▸ **Set exercise**:
Extend the text below about Sam Nunn and Mideast policy, picking up right after its final sentence.

▸ **Text**:
It is a serious misrepresentation of our analysis, however, to suggest — as Evans and Novak do — that such arguments are designed to get the incoming Clinton administration to "undermine Rabin and his moderate Labor Party while elevating the hard-nose Likud." The Center is a nonpartisan institution both with respect to American and foreign political affairs. We do, however, hope that the occasion of a new administration will lead policy-makers in the United States and Israel to reassess the wisdom of ignoring Assad’s malevolent activities and putting at risk Israeli security in the name of bringing Syria into the "family of nations."

 

 

FRIDAY, NOVEMBER 6, 1 992

Rowland Evans and Robert Novak

Nunn and the Mideast

Advice circulating in high quarters around Bill Clinton that Sen. Sam Nunn would be a shrewd selection for secretary of state is partly rooted in Nunn’s prestige, high enough to protect the president elect from domestic lobbies in foreign policy battles soon to engulf his administration . These include moves aimed at Syria that could hurt Mideast peace talks

Even before Nunn came under Clinton’s scrutiny, Warren Christopher, deputy secretary of state in the Carter administration who has been mistakenly considered Clinton’s first choice for the foreign policy portfolio, was being savaged by rumors of being "too close" to Carter’s Middle East policy. Translated, that means pro-Arab.

Clinton has given no hint of what he will do. But key advisers are committed to safeguarding the new president from becoming captive to the potent pro-Israel lobby, still enraged over what it sees as President Bush’s Arab tilt. These advisors view Nunn’s political reputation and prestige as an insurance policy against Clinton’s being taken for a ride before he has time to start.

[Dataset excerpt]
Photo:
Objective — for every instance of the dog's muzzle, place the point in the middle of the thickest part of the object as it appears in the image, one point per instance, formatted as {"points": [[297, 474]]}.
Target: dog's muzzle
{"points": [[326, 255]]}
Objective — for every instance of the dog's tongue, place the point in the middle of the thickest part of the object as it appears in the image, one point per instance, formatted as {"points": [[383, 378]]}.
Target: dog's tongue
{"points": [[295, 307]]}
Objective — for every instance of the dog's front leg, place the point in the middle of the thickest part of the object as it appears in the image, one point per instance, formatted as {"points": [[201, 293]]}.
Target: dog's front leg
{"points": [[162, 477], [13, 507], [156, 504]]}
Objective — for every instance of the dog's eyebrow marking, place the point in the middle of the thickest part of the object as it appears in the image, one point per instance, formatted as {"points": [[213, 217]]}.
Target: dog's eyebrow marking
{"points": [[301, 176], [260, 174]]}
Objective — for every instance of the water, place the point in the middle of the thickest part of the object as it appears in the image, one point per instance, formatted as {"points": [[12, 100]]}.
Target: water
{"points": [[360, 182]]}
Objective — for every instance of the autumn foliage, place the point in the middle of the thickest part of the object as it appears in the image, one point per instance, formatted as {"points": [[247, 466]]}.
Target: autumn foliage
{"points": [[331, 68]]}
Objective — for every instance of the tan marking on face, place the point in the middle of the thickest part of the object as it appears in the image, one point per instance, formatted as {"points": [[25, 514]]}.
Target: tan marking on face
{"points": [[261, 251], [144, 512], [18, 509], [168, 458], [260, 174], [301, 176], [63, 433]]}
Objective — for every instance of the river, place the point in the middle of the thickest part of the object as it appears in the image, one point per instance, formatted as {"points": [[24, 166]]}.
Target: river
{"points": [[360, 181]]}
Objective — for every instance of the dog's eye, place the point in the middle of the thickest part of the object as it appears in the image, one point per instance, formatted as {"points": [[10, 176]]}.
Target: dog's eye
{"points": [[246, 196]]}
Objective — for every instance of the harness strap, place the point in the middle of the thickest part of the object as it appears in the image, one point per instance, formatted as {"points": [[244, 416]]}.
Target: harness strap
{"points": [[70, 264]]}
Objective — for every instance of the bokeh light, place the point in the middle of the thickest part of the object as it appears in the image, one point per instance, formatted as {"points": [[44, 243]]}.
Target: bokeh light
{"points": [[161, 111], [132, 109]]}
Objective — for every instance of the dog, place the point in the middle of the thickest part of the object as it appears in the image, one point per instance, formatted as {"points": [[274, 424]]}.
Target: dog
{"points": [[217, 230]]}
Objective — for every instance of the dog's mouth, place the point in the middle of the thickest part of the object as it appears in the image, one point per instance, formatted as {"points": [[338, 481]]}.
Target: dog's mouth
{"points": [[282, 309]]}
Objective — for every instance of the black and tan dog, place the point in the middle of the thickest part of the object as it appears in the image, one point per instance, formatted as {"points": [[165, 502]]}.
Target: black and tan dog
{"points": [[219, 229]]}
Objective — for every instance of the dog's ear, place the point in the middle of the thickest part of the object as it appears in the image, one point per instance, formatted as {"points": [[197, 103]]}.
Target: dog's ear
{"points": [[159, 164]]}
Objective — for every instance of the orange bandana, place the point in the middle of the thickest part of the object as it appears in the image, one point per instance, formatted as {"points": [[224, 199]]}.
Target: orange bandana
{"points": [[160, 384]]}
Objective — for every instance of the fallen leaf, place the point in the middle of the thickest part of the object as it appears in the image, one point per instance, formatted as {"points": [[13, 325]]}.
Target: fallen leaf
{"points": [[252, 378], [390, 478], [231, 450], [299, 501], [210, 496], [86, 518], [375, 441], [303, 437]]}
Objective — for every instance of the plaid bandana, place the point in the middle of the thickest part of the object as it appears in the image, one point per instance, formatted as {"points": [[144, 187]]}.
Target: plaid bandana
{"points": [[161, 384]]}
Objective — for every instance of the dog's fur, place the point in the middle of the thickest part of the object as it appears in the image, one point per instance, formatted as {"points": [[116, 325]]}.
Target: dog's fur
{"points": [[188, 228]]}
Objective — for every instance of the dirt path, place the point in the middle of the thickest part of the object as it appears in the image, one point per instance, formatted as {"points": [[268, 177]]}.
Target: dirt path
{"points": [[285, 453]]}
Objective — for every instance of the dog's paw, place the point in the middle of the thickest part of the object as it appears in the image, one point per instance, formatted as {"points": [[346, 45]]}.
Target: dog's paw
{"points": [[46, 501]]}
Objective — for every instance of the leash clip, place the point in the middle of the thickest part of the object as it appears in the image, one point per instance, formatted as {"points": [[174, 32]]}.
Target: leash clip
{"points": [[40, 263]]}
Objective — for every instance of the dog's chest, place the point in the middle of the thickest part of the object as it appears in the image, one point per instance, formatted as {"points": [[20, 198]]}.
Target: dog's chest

▸ **Right answer**:
That the inexperienced Clinton is even pondering Nunn shows he is well aware of the high political stakes in his conduct of foreign policy — particularly the Middle East account.

Clinton would be unlikely to bypass Christopher just because the pro-Israel lobby tells him to. But the president elect knows Christopher as a cautious lawyer bred for quiet argumentation and persuasion, not an infighter who could go toe-to-toe with that lobby.

Nunn is the product of a rougher school. Hardheaded conviction dictated his voting no on the Persian Gulf War, a bold decision taken at a time he was thinking about running for president. If Christopher is suspect to pro-Israel Democratic activists for having brushed elbows with Jimmy Carter, Nunn would be an apostate for having voted against Desert Storm. But so far, there is no evidence of any overt campaign against him for secretary of state.

Pressures on Clinton to change the rules in the Bush-sponsored Arab-Israel peace talks are pervasive. A Clinton insider told us privately that Steve Rosen, a key political activist in the American Israel Public Affairs Committee (AIPAC), has been working on contributors to the Clinton-Gore campaign and walking the corridors of Congress to warn against Christopher’s supposed Carter-era bias against Israel.

"Chris is under fire both for the top job in the transition and for secretary of state," this informant, one of the Democratic Party’s most respected Jewish leaders and a former high officeholder, told us.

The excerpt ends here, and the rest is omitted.